** START OF Data to use **

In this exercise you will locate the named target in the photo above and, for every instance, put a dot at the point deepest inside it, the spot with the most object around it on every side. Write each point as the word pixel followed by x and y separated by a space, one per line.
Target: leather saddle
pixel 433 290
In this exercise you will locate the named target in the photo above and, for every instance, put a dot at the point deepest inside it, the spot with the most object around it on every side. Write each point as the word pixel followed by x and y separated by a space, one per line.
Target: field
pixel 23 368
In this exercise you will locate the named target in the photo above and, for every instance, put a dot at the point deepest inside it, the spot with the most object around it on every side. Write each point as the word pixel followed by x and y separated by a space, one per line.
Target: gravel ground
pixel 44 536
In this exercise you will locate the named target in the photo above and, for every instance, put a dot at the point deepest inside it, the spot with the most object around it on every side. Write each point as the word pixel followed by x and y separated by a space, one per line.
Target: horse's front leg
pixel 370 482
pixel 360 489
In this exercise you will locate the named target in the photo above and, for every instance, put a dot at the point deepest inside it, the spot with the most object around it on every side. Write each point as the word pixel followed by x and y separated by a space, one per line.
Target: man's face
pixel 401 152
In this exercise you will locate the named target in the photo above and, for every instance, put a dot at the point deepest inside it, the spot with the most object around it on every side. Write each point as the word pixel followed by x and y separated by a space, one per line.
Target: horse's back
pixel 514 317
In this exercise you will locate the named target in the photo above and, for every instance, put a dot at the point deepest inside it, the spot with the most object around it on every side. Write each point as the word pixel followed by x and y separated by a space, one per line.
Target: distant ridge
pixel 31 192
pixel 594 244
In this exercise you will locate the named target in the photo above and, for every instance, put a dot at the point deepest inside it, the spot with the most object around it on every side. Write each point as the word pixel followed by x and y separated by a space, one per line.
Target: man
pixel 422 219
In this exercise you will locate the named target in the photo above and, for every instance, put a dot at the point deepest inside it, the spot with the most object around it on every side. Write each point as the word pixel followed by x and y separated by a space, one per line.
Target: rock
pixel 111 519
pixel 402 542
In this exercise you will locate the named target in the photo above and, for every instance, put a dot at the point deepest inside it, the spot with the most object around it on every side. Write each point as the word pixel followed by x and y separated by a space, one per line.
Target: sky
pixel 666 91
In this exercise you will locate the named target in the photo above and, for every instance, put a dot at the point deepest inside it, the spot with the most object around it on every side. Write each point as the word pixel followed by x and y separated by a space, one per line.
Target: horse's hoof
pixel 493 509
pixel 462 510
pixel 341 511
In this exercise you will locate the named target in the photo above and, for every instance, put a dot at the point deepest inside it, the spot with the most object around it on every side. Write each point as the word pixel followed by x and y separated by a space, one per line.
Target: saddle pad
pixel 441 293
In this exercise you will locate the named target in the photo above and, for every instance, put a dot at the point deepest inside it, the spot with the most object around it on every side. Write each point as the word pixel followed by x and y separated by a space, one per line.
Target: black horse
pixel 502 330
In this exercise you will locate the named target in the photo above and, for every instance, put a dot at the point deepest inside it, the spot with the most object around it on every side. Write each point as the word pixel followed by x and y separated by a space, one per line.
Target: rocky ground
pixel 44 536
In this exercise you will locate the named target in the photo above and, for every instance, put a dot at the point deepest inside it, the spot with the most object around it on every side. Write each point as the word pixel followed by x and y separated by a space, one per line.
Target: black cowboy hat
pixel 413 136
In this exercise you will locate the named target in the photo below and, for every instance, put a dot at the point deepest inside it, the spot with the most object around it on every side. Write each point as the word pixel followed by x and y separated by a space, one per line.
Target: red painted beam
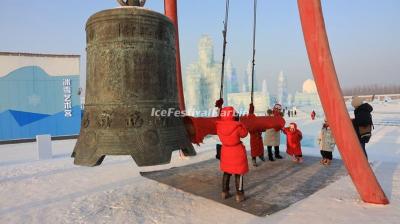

** END OF Data to use **

#### Task to complete:
Rewrite all of the records above, putting "most central within it" in place of "deepest inside it" everywhere it appears and changing nothing else. Leave out the pictures.

#### Answer to this problem:
In this exercise you will locate the named target in the photo above and, for every instance, put a dot at the point most central within it, the spot with the most object around it on every side. Write each point as the word pixel followed by x and y separated by a space, one per line.
Target: leather saddle
pixel 433 290
In this exercise you will locate the named target in the photo above and, for every instance, put a dot at the point most central within it, the spot with the most object around it on every side. Write each point as the word pixel followed by x and y separated by a space, one per line.
Target: field
pixel 23 368
In this exercise you will locate the named target in the photo above and, for every instance, put a dot at the point most central within it, the spot with the most object around it on every side. Write each point as the word pixel followed by x and y separated by a space, one per line.
Target: gravel ground
pixel 44 536
In this exercise you will locate the named target in the photo above and, for every instance, put a dot at the point most central within it, the spot with the most object around it on every side. Write each point as the word pixel followed by x and y separated by a space, one per line.
Target: horse's front leg
pixel 370 482
pixel 360 489
In this exercise you will locate the named target in the photo above and, for every instance, put a dot at the point most central within it, the spot with the most object around it on every side. Write each point as the word pixel followed by x and y separated by a space, one per line.
Target: man's face
pixel 401 152
In this exercise you will locate the named target in the photo above and, for every instance, put a dot at the point most central within it, the spot with the most object around it on every side. Write each point as the word pixel followed by x and y separated by a space, one per line.
Target: horse's back
pixel 514 317
In this exercise you will locate the named target in the photo above and, for every instance, put a dot at the point most central within it, the spot with the most object around it on every side. Write each point as the word pixel followed by x and y separated by a space, one per line.
Target: distant ridge
pixel 31 192
pixel 594 244
In this exercise you will locate the named target in the photo above and, for every instance, put a dot at the point most central within it, the spot with the most object around it on every side. Write each point as the word pixel followed by x and y separated by a space, one per line.
Target: man
pixel 422 219
In this exercise you will locate the named target in the photo above and, for every instance, put a dot at the point most central within it, the spot with the most object around it on every side. Write each point as the word pixel followed by x and y separated by a space, one per line.
Target: rock
pixel 111 519
pixel 402 542
In this exercise you will locate the named target in the photo above and, for every instance, put a dot at the point most central within it, the spot with the most object around it on every side. Write each point as the word pixel followed by x and y separated by a space, one per line.
Target: sky
pixel 666 91
In this exercise you will locate the named target in the photo above and, for every instance, put a dot at the point most central within it, the spot with the most object around it on every side. Write each point as the word pixel followed by x and y separated by a space, one per line.
Target: horse's hoof
pixel 493 509
pixel 462 510
pixel 341 511
In this exercise you will locate the named target in the photo above and, for every instance, put a dot at the point most central within it, the spot with the most object around it on every side. Write each point as the word pixel followed by x and y separated by a space, one per line.
Target: saddle pad
pixel 441 293
In this exercise you will locate the named target in the photo above and, for every instance, put a dot at the point most central within it, the spot with the most object around it on every side. Write each point as the word pixel followed by x and y separated by a space, one per line.
Target: black horse
pixel 502 330
In this exercise you will locate the named target in the photo above and, for every instance, put a dot at the point most central within it, the spot with the most object around it on every side. Write each point as the word pixel followed by x and y separated by a space, one per line.
Target: rocky ground
pixel 44 536
In this exercise you will locate the named target in the photo above and, for every instance, put a dot at the point most central within it, the spot with the most object around it on every side. Write each point as the word pixel followed by x and y separated by a space, one per line.
Target: black cowboy hat
pixel 413 136
In this exercise you will locate the named target in the photo below and, for every instance, put a dot at the point most central within it, the spot with the most object around it on every side. Write each point as the word pixel followed by x and y separated by a space, one per line.
Target: red painted beam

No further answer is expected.